This paper is one of three digital art history case studies edited by Murtha Baca and Anne Helmreich published as posts on The Iris and as PDFs. See also:



The use of technology in a digital art history project depends on the requirements of the project at the heart of the art historian’s work. But it also needs the expertise of someone familiar with database software and analytical tools who can identify benefits and potential pitfalls of specific choices and help steer the researcher to a design that is best suited to the project. The Goupil Stock Books Project, conducted at the Getty Research Institute (GRI) between 2008 and 2011, illustrates a successful collaboration between an art historian and a technologist. The project was initiated by Agnès Penot in 2007 as part of her doctoral research on the internationalization of Goupil’s network of galleries and resulted in making publicly available the Goupil & Cie/Boussod, Valadon & Cie Stock Books database.(1)

Between 1846 and 1919, Goupil & Cie was a central force in the French art market, specializing in the work of major 19th-century Salon artists such as Jean-Léon Gérôme, the principal figures of the Barbizon School, and the Dutch School.(2) Goupil also developed an international network of alliances to expand sales of prints as well as paintings that added to their success. At the height of their success in the 1880s, Goupil operated galleries in Paris, Berlin, Brussels, The Hague, and London, and had agents and clients throughout these areas as well as in New York, the Ottoman Empire, and Australia.(3)

Goupil is particularly renowned in the U.S. because many museums bought and in fact still own at least one piece of artwork with a Goupil provenance. The timing was perfect; the growth of Goupil’s galleries in the U.S. coincided with the early years of the Gilded Age, which saw a growing demand for European art and patrons building art collections for their own enjoyment as well as for public patronage. As a result, Goupil contributed to the building of some of the most famous private American collections, including those of William Tilden Blodgett, Catharine Lorillard Wolfe, William Walters, Alexander Turney Stewart, and Henry Clay Frick, and through these collectors and their bequests, to many public museum collections, including The Metropolitan Museum of Art and The Walters Art Museum.


The Getty Research Institute acquired the Goupil stock books as part of the Dieterle Collection in 1989.(4) The stock books are ledgers that record each artwork as it came into the gallery’s inventory and left as it was sold. This information formed the basis of Penot’s research, as the ledgers recorded the international circulation of works of art.

While the Getty Research Institute embarked on a project to digitize the fifteen stock books from the Parisian main office of Goupil to ensure their long-term preservation (particularly because many were in fragile condition), it was decided to combine Penot’s preliminary transcription of the first books and the images into a database. This project would make data about the more than 31,000 works of art bought and sold through Goupil searchable online. The database and web interface were designed and developed by Ruth Cuadra, Business Applications Administrator for the GRI and primary technical advisor for STAR, the database management system that supports the Getty’s Provenance Index®.

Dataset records
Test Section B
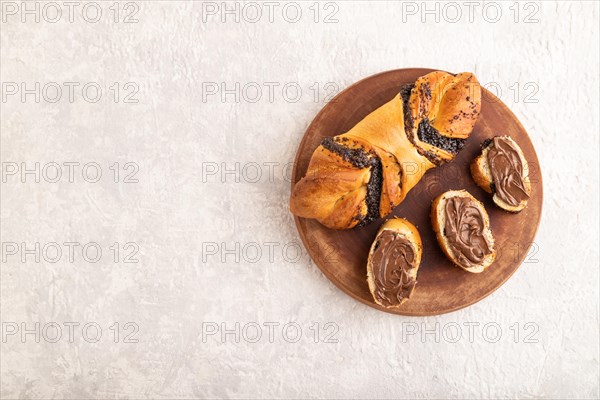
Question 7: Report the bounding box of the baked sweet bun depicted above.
[471,136,531,212]
[367,218,423,308]
[431,190,496,273]
[290,71,481,229]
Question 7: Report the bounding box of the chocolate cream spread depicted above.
[487,137,529,207]
[444,197,492,268]
[371,230,417,307]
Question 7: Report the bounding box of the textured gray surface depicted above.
[1,1,599,399]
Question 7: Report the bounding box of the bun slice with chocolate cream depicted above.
[431,190,496,273]
[471,136,531,212]
[367,218,423,308]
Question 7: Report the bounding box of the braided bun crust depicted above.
[290,71,481,229]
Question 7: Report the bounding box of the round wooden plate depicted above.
[292,68,543,316]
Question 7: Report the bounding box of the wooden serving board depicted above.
[292,68,543,316]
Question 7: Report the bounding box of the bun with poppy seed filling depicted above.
[290,71,481,229]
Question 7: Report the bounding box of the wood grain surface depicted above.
[292,68,543,316]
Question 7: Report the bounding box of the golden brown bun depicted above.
[367,218,423,308]
[290,71,481,229]
[431,190,496,273]
[471,136,531,213]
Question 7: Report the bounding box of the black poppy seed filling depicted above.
[417,118,466,154]
[321,137,383,227]
[400,84,466,165]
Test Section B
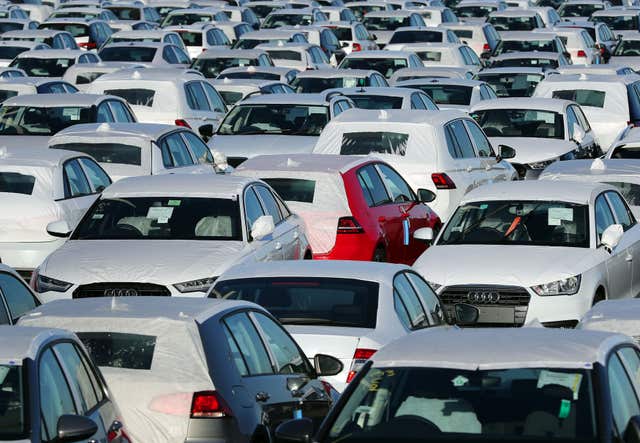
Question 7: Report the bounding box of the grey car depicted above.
[0,326,129,443]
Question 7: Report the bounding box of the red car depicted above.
[236,154,441,264]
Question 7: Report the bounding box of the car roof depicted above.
[0,325,77,366]
[460,180,615,205]
[20,297,264,324]
[223,260,411,284]
[2,93,110,107]
[371,327,633,370]
[102,174,256,199]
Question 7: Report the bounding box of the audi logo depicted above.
[103,289,138,297]
[467,291,500,304]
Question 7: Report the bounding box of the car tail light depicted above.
[431,172,456,189]
[347,348,376,383]
[191,391,232,418]
[338,217,364,234]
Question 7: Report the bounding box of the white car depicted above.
[87,68,227,139]
[469,98,601,179]
[0,147,111,280]
[313,109,517,221]
[32,174,311,302]
[49,123,220,181]
[209,260,445,392]
[534,74,640,152]
[414,180,640,326]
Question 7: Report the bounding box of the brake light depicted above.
[338,217,364,234]
[431,172,456,189]
[191,391,232,418]
[347,348,376,383]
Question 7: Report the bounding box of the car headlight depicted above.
[34,274,73,293]
[531,275,580,296]
[173,277,218,293]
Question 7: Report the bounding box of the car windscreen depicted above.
[438,200,589,248]
[326,366,599,443]
[103,88,156,107]
[495,40,556,55]
[362,15,411,32]
[0,106,91,135]
[49,143,142,166]
[192,57,259,78]
[478,73,544,97]
[291,77,358,94]
[0,171,36,195]
[0,364,30,441]
[471,109,564,139]
[389,31,444,44]
[99,46,158,62]
[488,16,537,31]
[340,132,409,156]
[9,57,75,77]
[72,196,242,240]
[340,57,409,78]
[212,277,379,328]
[551,89,606,108]
[218,103,329,136]
[404,83,473,106]
[76,332,156,370]
[348,94,404,109]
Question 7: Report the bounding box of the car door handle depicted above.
[256,391,271,401]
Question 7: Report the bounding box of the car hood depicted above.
[208,134,318,158]
[40,240,251,285]
[489,137,576,164]
[413,245,608,287]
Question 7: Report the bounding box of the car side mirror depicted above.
[47,220,71,238]
[251,215,276,240]
[496,145,516,161]
[55,415,98,443]
[413,228,433,243]
[313,354,344,376]
[600,224,624,251]
[624,415,640,443]
[276,417,313,443]
[418,188,436,203]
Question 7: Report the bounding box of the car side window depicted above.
[79,158,111,192]
[38,348,77,441]
[251,312,313,376]
[63,159,93,198]
[0,272,40,324]
[607,354,640,435]
[224,312,273,375]
[357,165,391,207]
[253,185,282,225]
[606,191,636,231]
[393,273,429,329]
[595,195,615,244]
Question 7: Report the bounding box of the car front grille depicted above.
[440,285,531,326]
[73,283,171,298]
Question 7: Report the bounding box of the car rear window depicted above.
[0,172,36,195]
[104,89,156,108]
[551,89,606,108]
[262,178,316,203]
[50,143,142,166]
[211,277,379,328]
[340,132,409,155]
[77,332,156,370]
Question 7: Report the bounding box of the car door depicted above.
[594,193,632,298]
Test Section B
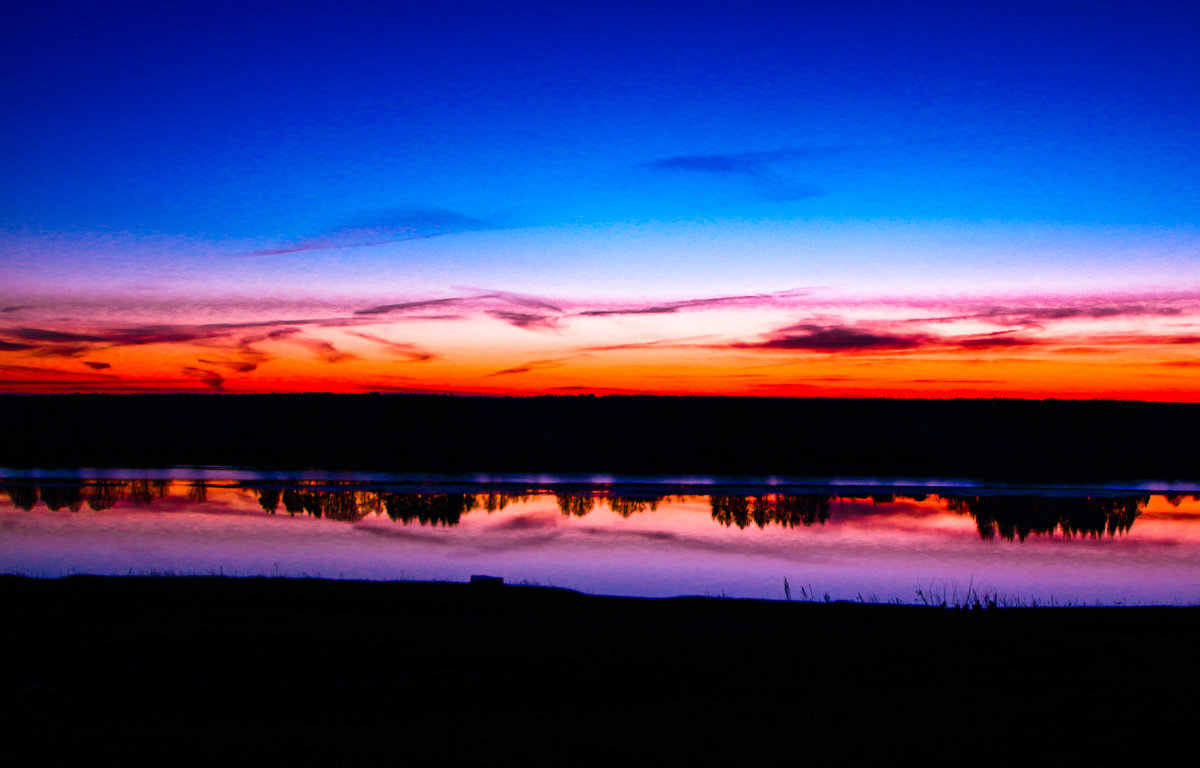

## WHAT THIS EXERCISE ASKS
a – Condense the paragraph of the article about the Goupil stock books that opens "The Getty Research Institute acquired the Goupil stock books" into a short bulleted list that keeps its main facts.
b – In the dataset records, change "bun" to "roll" in everything from the start of the records down to the line containing "[400,84,466,165]", and reproduce that span without the pictures.
The dataset records bear no relation to the article about the Goupil stock books.

## COMPLETE ANSWERS
a –
- The Getty Research Institute acquired the Goupil stock books in 1989 as part of the Dieterle Collection.
- The stock books are ledgers that record each artwork entering the gallery's inventory and leaving it when sold.
- Because they record the international circulation of works of art, they formed the basis of Penot's research.

b –
Test Section B
Question 7: Report the bounding box of the baked sweet roll depicted above.
[471,136,531,212]
[367,218,423,308]
[431,190,496,273]
[290,71,481,229]
Question 7: Report the bounding box of the chocolate cream spread depicted above.
[487,137,529,207]
[444,197,492,268]
[371,230,417,307]
Question 7: Report the bounding box of the textured gray surface depicted above.
[1,1,599,399]
Question 7: Report the bounding box of the roll slice with chocolate cream depicted above.
[431,190,496,273]
[471,136,531,212]
[367,218,423,308]
Question 7: Report the bounding box of the braided roll crust depicted above.
[290,71,481,229]
Question 7: Report the bounding box of the round wooden plate depicted above.
[292,68,543,316]
Question 7: Report the bounding box of the wooden serving board depicted above.
[292,68,543,316]
Question 7: Report the bounding box of the roll with poppy seed filling depicted above.
[290,71,481,229]
Question 7: Report the bounding box of the wood grain surface depicted above.
[292,68,543,316]
Question 7: Report the bounding box of the golden brown roll depicted above.
[367,218,423,308]
[290,71,481,229]
[431,190,496,273]
[471,136,531,213]
Question 7: Report the bounding box of the black poppy seed filling depicted above.
[417,118,466,154]
[321,137,383,227]
[400,84,466,165]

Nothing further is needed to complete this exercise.